> TASK STATEMENT: Copy out the lines below exactly, everything from the first one down to the line containing "negative clicks: (718, 290)", both ends included.

DATA RECORDS Start Marker

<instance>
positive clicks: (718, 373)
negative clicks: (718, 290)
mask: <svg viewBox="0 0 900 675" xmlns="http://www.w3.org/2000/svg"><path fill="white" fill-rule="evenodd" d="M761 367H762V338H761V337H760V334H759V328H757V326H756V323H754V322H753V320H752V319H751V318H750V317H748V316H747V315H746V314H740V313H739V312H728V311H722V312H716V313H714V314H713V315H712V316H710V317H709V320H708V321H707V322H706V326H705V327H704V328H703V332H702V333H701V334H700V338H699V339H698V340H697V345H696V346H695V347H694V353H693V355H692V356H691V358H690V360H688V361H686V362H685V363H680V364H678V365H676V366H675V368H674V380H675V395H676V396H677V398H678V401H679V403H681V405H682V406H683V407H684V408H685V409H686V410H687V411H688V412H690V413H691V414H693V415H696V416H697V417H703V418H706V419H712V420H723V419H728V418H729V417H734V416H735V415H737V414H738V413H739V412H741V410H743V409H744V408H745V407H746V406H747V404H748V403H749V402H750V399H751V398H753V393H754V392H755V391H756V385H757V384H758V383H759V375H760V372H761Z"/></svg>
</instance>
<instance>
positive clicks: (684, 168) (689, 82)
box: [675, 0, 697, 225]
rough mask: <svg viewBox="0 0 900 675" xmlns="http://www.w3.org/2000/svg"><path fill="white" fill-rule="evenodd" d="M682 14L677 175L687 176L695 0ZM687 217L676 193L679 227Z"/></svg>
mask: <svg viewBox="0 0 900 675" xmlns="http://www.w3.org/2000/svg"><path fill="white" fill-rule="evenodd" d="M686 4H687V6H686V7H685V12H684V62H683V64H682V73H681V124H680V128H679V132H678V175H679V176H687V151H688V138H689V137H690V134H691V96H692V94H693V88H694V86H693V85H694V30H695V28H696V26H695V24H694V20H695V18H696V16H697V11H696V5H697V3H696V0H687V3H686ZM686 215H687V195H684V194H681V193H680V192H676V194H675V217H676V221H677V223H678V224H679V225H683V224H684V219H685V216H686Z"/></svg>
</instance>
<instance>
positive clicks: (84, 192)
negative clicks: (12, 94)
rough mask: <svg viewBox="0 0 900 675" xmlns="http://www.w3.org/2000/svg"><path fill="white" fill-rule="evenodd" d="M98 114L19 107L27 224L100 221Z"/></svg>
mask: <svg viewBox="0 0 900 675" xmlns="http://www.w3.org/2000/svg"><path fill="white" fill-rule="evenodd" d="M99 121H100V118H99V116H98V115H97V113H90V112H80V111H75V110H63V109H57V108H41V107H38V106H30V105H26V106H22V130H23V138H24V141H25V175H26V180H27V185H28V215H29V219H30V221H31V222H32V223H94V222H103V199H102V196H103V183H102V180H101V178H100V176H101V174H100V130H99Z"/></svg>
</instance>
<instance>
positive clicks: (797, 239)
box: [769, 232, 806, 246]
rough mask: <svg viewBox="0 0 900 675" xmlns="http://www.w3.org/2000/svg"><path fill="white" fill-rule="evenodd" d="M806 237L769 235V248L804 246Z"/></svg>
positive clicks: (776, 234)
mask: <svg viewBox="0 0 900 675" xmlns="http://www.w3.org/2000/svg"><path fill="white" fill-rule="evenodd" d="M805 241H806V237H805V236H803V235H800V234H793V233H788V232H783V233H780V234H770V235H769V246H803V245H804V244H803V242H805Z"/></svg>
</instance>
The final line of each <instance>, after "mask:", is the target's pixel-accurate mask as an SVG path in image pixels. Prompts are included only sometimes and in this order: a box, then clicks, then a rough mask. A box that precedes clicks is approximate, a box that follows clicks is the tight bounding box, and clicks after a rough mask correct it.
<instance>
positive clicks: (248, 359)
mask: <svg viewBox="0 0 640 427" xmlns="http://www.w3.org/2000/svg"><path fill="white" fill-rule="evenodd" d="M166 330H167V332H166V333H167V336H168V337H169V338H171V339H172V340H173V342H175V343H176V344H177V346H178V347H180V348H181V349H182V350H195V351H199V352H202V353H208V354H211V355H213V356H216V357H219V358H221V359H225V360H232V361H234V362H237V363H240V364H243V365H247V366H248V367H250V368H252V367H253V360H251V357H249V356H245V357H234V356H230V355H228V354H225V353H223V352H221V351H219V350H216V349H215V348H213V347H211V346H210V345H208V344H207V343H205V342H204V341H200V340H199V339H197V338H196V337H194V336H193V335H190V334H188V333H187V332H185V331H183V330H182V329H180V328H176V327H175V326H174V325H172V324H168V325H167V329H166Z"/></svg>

DATA RECORDS End Marker

> ANSWER TO THIS PROBLEM:
<instance>
positive clicks: (718, 373)
negative clicks: (718, 290)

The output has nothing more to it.